What is required
Copy out the listing that follows, exactly, without its pictures.

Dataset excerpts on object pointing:
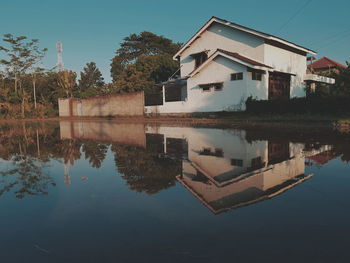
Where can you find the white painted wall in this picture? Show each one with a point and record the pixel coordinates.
(223, 37)
(234, 93)
(231, 97)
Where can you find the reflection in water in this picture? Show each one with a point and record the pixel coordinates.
(154, 193)
(220, 167)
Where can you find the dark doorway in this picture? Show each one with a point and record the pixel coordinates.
(279, 86)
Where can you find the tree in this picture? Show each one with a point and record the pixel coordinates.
(131, 80)
(152, 55)
(23, 55)
(91, 81)
(67, 81)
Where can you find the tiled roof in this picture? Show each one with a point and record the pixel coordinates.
(325, 63)
(243, 58)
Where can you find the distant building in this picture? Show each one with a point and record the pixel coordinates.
(325, 65)
(224, 63)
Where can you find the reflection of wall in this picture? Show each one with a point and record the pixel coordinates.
(224, 171)
(128, 134)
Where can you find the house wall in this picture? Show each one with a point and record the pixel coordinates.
(289, 62)
(223, 37)
(232, 96)
(127, 104)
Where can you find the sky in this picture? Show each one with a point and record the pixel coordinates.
(93, 30)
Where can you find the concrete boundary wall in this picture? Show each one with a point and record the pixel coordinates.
(126, 104)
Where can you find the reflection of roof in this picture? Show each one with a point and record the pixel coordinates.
(246, 197)
(322, 158)
(248, 30)
(325, 63)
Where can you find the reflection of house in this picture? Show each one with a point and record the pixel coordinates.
(224, 63)
(321, 158)
(224, 171)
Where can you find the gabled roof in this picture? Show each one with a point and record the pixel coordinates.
(235, 57)
(325, 63)
(244, 29)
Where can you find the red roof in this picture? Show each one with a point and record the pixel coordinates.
(325, 63)
(245, 59)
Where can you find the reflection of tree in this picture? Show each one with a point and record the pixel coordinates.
(95, 152)
(343, 149)
(69, 150)
(26, 176)
(144, 170)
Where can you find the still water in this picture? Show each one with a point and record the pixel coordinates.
(109, 192)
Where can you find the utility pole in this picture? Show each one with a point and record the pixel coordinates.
(59, 56)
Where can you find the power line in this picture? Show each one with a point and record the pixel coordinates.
(294, 15)
(335, 41)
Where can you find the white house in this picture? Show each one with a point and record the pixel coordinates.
(224, 63)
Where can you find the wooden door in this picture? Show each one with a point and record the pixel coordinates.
(279, 86)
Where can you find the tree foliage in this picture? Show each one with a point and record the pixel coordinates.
(91, 81)
(143, 60)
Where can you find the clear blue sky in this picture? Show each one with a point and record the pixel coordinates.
(92, 30)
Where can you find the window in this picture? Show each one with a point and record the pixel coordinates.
(256, 162)
(219, 153)
(256, 75)
(218, 87)
(237, 162)
(207, 87)
(237, 76)
(199, 58)
(208, 152)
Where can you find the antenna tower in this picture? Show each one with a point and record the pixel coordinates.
(59, 56)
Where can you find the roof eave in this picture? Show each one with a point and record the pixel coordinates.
(217, 53)
(242, 28)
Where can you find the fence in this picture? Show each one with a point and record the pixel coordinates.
(126, 104)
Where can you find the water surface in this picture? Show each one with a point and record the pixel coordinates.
(109, 192)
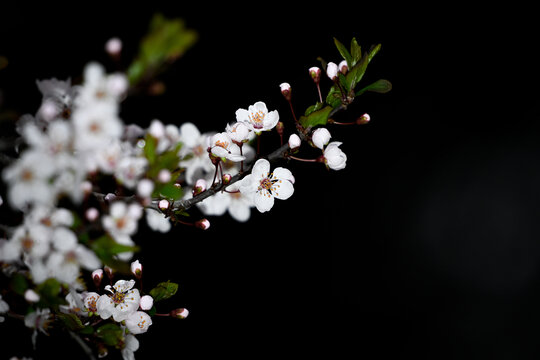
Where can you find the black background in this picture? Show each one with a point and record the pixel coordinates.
(426, 245)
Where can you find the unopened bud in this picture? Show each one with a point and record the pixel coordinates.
(31, 296)
(199, 187)
(315, 74)
(226, 178)
(343, 67)
(286, 90)
(163, 204)
(364, 119)
(97, 276)
(113, 46)
(294, 141)
(203, 224)
(109, 271)
(332, 70)
(164, 176)
(136, 269)
(280, 127)
(91, 214)
(180, 313)
(145, 187)
(146, 302)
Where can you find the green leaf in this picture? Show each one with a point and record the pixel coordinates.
(334, 97)
(313, 108)
(343, 51)
(380, 86)
(319, 117)
(71, 321)
(111, 334)
(356, 52)
(164, 291)
(19, 284)
(170, 192)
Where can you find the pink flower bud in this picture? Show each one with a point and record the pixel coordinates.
(97, 276)
(136, 269)
(146, 302)
(343, 67)
(226, 178)
(203, 224)
(163, 204)
(164, 176)
(113, 46)
(332, 70)
(180, 313)
(91, 214)
(315, 74)
(31, 296)
(145, 187)
(364, 119)
(199, 187)
(294, 141)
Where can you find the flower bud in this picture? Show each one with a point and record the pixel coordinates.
(320, 137)
(91, 214)
(364, 119)
(332, 70)
(343, 67)
(31, 296)
(315, 74)
(226, 178)
(286, 90)
(203, 224)
(199, 187)
(294, 141)
(97, 276)
(164, 176)
(280, 127)
(146, 302)
(136, 269)
(113, 46)
(163, 204)
(180, 313)
(145, 187)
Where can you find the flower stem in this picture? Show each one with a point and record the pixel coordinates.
(301, 159)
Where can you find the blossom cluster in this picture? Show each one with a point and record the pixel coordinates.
(82, 180)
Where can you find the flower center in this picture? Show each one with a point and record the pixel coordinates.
(223, 144)
(257, 119)
(118, 297)
(27, 175)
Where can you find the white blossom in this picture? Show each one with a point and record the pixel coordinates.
(123, 301)
(263, 185)
(138, 322)
(28, 180)
(334, 157)
(257, 117)
(222, 146)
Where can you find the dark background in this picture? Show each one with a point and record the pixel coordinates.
(426, 245)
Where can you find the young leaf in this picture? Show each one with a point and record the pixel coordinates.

The solution
Where can you find the white painted wall in this picture? Show each one with a point and record the pixel coordinates.
(223, 37)
(234, 93)
(231, 97)
Where can you find the reflection in water in this picture? Show each one with a point and record the pixel coordinates.
(154, 193)
(220, 167)
Where can you find the dark doorway in this picture? Show each one with a point and record the pixel coordinates.
(279, 86)
Where can you find the tree in this picture? Show each one with a point and record the pixel coordinates.
(131, 80)
(152, 55)
(23, 55)
(91, 81)
(67, 81)
Where can you find the tiled roof in this picture? Show each one with a point and record the pixel coordinates.
(325, 63)
(243, 58)
Where can you find the distant building in this picture? Show each one with a point and record the pixel coordinates.
(325, 65)
(224, 63)
Where can you find the reflection of wall in this picture? Show each one with a point and record the pixel coordinates.
(224, 171)
(128, 134)
Where can you find the house wall in this picture? Show each one with a point and record the pixel coordinates.
(289, 62)
(223, 37)
(232, 96)
(127, 104)
Where can you find the sky in this picture? Show each one with a point and record the pixel coordinates.
(93, 30)
Where can you find the concrete boundary wall in this picture? Show each one with a point and record the pixel coordinates.
(126, 104)
Where can you find the reflection of roof in this picture? Show each one with a point and record the pixel coordinates.
(246, 197)
(322, 158)
(248, 30)
(325, 63)
Where can you find the reflection of house in this picture? Show each one with a point and record the pixel coordinates.
(224, 63)
(321, 158)
(224, 171)
Where can you find the gabled roof in this picture? Show each one with a point and record the pixel coordinates.
(235, 57)
(325, 63)
(244, 29)
Where can you find the red roof in this picture? Show each one with a point and record the pixel coordinates.
(325, 63)
(245, 59)
Where can you find the reflection of tree in this picture? Show each one with a point and record the pixel coordinates.
(95, 152)
(343, 149)
(69, 150)
(26, 176)
(144, 170)
Where can you find the still water in this picture? Show each one with a point and record the pixel coordinates.
(109, 192)
Where can you find the utility pole in this picture? Show each one with a point and record the pixel coordinates.
(59, 56)
Where can you find the power line in this picture? Show each one with a point and record the pixel coordinates.
(294, 15)
(335, 41)
Where can you find the white house in this picture? Show each one with a point and record the pixel coordinates.
(224, 63)
Where can you find the wooden door in this picture? Show each one with a point and record the pixel coordinates.
(279, 86)
Where can you find the tree foliage in this picture? Show each one with a point and record the pixel coordinates.
(91, 81)
(143, 60)
Where can you find the clear blue sky in this picture? Show each one with a point and record the pixel coordinates.
(92, 30)
Where can you find the window in this picture? Show each one with a point and record the pixel coordinates.
(256, 162)
(219, 153)
(256, 75)
(218, 87)
(237, 162)
(207, 87)
(237, 76)
(199, 58)
(208, 152)
Where can you find the antenna tower in this picture? Show each one with a point and record the pixel coordinates.
(59, 56)
Where can you find the roof eave in this picture? Show each one with a point and record the pixel coordinates.
(217, 53)
(242, 28)
Where can you find the fence in this picture? Show each one with a point and record the pixel coordinates.
(126, 104)
Where can you find the water surface in this picture? Show each one with a point and record the pixel coordinates.
(109, 192)
Where can you find the black background in this picture? Show each one with a point and record the pixel coordinates.
(426, 245)
Where can you find the unopened bud in this picture? Show each one with a point and record the pixel coordinates.
(31, 296)
(199, 187)
(315, 74)
(226, 178)
(343, 67)
(286, 90)
(163, 204)
(364, 119)
(97, 276)
(113, 46)
(294, 141)
(203, 224)
(109, 271)
(332, 70)
(164, 176)
(136, 269)
(280, 127)
(91, 214)
(180, 313)
(145, 187)
(146, 302)
Where can you find the green leaf in this picture? Show each one with a point and record the pixel coordinates.
(334, 97)
(313, 108)
(343, 51)
(380, 86)
(319, 117)
(71, 321)
(111, 334)
(356, 52)
(164, 291)
(19, 284)
(170, 192)
Where can you find the pink flower bud in this picture? Show each one with a point and record the pixel coordinates.
(97, 276)
(136, 269)
(146, 302)
(343, 67)
(226, 178)
(203, 224)
(163, 204)
(164, 176)
(113, 46)
(332, 70)
(180, 313)
(91, 214)
(315, 74)
(31, 296)
(145, 187)
(364, 119)
(199, 187)
(294, 141)
Where can you find the flower bud in this picture? Show each one with a point and record the pixel coordinates.
(320, 137)
(91, 214)
(364, 119)
(332, 70)
(343, 67)
(31, 296)
(315, 74)
(226, 178)
(286, 90)
(203, 224)
(199, 187)
(294, 141)
(97, 276)
(164, 176)
(280, 127)
(146, 302)
(136, 269)
(113, 46)
(163, 204)
(180, 313)
(145, 187)
Where can you find the flower stem in this picture? Show each one with a point and record the pixel coordinates.
(301, 159)
Where can you find the blossom cluster in this picture? Show each one with a point and record the pixel coordinates.
(82, 180)
Where can you find the flower center in this picture? Show each one with a point and record the pixel coordinates.
(223, 144)
(257, 119)
(118, 297)
(27, 175)
Where can you find the white blossom in this picture? Show each one with a point and record the pixel coordinates.
(123, 301)
(263, 185)
(138, 322)
(28, 180)
(334, 157)
(257, 117)
(222, 146)
Where can you find the dark background in this picture? Show each one with a point and record the pixel coordinates.
(426, 245)
Where can you find the young leaf in this picture? Show each one with a point and record the pixel coordinates.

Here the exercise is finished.